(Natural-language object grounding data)
================
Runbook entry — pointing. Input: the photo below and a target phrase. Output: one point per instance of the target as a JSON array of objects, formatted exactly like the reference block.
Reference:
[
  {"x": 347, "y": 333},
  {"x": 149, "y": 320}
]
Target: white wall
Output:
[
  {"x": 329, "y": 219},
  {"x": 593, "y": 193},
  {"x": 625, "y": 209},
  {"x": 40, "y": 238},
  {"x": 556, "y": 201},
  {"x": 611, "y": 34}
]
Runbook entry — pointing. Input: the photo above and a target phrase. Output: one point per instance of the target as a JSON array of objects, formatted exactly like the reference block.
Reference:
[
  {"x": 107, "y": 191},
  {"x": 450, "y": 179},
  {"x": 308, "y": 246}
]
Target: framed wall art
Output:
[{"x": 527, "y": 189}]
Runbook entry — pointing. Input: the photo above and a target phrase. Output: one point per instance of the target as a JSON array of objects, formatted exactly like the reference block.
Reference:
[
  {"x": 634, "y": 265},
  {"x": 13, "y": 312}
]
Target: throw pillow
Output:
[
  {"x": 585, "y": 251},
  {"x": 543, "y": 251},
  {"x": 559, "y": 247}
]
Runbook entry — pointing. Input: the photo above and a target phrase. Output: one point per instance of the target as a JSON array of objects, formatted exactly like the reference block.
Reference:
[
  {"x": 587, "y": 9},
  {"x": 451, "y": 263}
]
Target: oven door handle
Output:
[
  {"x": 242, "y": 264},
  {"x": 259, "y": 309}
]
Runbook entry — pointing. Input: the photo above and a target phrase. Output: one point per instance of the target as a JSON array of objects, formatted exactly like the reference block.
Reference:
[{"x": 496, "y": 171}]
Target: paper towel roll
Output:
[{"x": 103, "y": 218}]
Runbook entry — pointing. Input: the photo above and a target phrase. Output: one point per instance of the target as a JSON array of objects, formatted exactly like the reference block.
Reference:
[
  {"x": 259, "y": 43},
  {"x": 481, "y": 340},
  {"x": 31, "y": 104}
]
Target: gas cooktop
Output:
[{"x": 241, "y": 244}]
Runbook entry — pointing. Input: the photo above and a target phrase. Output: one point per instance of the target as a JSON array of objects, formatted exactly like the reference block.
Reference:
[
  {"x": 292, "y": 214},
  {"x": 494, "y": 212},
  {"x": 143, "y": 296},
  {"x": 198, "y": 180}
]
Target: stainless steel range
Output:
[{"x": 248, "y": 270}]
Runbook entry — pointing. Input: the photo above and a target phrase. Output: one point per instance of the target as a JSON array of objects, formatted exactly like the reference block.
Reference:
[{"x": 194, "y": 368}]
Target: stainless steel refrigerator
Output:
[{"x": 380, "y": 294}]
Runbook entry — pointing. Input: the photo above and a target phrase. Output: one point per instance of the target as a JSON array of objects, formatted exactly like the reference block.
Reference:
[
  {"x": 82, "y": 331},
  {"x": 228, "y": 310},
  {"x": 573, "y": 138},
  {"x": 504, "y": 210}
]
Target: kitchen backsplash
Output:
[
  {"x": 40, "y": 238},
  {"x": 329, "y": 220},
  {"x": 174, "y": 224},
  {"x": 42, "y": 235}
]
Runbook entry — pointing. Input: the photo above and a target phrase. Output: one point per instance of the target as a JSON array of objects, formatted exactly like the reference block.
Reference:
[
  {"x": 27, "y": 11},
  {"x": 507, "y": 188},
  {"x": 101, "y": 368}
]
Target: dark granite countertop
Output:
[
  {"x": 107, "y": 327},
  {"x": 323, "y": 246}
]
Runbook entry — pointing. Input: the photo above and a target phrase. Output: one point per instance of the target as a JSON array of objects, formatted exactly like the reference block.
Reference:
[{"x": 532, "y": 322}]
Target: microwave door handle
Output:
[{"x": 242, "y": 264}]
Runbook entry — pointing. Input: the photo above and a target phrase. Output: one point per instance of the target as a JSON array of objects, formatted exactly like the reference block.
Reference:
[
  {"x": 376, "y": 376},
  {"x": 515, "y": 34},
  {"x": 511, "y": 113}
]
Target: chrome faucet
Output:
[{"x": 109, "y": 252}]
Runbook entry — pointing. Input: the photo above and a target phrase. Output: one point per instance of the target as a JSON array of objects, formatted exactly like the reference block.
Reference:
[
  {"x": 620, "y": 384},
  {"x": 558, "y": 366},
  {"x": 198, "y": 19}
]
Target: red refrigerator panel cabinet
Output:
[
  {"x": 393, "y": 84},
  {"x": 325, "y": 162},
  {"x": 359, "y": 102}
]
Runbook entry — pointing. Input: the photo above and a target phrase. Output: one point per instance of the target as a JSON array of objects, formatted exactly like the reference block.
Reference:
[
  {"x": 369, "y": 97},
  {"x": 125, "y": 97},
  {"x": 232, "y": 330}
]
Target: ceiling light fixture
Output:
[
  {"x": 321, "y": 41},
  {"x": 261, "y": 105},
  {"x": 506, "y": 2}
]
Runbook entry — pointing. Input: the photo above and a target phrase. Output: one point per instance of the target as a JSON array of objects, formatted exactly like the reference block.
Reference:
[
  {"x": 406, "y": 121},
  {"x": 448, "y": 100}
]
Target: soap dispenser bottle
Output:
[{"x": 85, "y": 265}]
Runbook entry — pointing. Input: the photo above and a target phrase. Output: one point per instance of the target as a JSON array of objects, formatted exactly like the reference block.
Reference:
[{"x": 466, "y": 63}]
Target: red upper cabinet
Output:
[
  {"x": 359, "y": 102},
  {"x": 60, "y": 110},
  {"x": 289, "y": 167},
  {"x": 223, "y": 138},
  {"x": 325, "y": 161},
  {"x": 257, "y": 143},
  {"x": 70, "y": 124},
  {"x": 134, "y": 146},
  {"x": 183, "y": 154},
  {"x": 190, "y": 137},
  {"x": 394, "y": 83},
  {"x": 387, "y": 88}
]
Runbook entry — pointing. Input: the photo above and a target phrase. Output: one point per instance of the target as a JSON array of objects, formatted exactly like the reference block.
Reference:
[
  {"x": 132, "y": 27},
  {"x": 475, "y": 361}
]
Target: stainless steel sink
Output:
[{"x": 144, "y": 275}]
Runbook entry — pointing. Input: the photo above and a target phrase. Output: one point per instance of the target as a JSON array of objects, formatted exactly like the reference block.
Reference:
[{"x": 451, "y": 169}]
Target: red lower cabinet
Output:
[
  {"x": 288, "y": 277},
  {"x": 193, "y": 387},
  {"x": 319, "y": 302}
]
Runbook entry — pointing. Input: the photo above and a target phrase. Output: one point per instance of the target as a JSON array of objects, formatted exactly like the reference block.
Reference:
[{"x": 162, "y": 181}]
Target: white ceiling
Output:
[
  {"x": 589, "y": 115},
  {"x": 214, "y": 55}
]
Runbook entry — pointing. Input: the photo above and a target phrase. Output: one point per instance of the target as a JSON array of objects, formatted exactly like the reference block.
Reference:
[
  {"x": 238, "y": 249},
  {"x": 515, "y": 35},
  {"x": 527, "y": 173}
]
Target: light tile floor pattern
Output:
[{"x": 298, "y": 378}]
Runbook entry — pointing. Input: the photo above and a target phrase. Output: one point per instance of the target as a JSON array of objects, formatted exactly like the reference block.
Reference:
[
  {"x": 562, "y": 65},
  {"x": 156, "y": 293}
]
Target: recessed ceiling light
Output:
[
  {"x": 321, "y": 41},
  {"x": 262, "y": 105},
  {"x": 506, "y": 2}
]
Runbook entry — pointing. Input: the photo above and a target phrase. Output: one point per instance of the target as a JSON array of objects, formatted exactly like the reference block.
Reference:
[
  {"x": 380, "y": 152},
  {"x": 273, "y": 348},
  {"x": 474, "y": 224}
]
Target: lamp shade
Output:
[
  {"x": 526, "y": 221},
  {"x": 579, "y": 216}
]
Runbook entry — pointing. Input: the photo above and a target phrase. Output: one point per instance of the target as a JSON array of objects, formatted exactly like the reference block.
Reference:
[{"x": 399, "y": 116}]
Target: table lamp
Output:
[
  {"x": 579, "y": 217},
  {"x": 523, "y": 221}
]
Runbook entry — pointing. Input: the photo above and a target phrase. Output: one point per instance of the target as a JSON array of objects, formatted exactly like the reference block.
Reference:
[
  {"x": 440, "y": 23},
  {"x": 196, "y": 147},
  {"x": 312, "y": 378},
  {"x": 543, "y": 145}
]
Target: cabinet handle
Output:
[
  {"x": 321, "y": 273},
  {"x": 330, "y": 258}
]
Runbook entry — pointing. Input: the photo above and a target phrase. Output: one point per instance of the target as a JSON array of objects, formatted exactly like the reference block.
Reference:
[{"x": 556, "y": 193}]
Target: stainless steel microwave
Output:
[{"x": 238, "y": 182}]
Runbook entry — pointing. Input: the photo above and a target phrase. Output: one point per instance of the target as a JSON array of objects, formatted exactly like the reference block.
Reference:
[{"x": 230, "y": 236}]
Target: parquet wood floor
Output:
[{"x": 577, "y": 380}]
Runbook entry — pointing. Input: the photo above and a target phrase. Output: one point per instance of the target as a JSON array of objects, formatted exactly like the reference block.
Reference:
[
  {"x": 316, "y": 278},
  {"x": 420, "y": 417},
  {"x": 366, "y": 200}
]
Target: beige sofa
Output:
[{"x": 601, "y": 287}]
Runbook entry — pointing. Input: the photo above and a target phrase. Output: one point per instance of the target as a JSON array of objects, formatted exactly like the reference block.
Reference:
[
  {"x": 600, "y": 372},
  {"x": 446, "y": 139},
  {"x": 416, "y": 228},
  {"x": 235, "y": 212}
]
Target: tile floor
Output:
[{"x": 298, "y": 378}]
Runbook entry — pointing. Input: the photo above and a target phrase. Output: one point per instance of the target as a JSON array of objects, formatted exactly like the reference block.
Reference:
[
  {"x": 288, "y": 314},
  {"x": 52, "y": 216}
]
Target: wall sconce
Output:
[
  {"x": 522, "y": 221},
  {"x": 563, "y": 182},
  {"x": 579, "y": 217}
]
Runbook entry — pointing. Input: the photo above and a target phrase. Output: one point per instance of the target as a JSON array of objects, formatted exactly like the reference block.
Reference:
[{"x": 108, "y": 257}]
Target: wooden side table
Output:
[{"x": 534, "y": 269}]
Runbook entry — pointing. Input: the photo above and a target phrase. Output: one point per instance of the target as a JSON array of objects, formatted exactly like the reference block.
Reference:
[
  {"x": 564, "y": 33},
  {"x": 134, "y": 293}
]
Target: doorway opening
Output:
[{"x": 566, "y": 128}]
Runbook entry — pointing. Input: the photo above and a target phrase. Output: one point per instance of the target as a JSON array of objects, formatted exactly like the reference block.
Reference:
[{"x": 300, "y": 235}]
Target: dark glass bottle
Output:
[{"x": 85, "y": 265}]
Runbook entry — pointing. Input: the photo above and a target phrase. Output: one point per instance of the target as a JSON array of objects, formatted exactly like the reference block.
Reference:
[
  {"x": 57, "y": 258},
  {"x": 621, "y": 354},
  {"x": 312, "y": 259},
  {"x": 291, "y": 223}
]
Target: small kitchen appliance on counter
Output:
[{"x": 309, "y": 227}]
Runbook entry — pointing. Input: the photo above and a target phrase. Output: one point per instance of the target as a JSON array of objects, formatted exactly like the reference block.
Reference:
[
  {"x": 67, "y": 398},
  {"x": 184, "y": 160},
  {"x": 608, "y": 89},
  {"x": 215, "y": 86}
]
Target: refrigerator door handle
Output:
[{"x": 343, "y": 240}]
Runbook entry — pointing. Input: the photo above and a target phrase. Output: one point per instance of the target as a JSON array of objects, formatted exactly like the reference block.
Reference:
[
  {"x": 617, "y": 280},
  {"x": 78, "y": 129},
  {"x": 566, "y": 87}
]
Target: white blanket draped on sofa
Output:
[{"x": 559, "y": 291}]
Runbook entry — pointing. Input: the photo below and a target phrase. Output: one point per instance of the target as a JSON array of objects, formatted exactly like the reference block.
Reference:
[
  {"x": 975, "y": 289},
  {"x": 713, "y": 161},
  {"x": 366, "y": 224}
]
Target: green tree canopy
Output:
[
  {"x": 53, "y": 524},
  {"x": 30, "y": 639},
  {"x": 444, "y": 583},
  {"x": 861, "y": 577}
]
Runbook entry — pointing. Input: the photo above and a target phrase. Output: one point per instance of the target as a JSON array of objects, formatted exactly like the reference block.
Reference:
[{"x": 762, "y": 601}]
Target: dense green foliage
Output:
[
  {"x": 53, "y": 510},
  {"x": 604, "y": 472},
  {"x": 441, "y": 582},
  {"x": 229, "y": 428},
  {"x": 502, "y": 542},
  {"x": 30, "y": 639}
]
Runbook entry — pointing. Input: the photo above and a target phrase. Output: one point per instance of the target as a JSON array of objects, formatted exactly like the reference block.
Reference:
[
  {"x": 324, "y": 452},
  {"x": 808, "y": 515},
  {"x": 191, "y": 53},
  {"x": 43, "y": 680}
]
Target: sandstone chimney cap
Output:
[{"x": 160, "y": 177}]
================
Nothing beyond the lines from the start of the entries through the line with "Target: white wall" should appear. Repeat those lines exactly, both ends included.

Runbook entry — pointing. Input: the photo below and a target phrase. Output: one point per instance of the target as a JSON array of objects, formatted exactly like the reference block.
Reference:
[
  {"x": 347, "y": 333},
  {"x": 149, "y": 320}
]
Target: white wall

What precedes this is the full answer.